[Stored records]
********************
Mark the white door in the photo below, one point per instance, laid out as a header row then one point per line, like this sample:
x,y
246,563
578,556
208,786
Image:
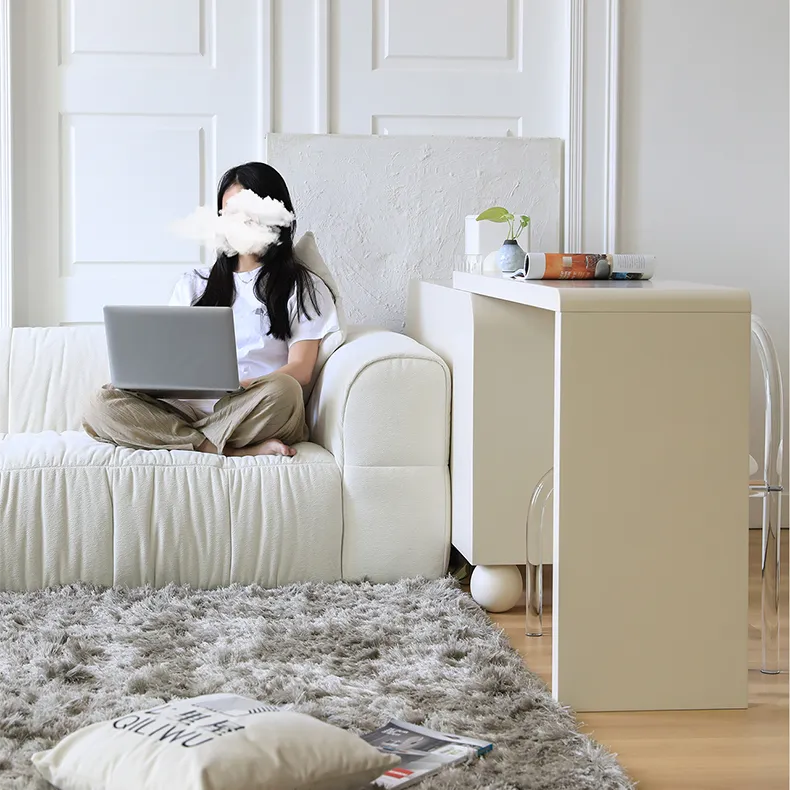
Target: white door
********************
• WHAT THIS TASK INVOLVES
Write out each of the records above again, swapping "door" for "gate" and keeping everything else the same. Don't include the pictures.

• ANSWER FOR THE TASK
Mark the white gate in the photo below, one point per instance, laid out as a header row then one point per line, like this sample:
x,y
246,563
578,556
208,786
Image:
Target: white gate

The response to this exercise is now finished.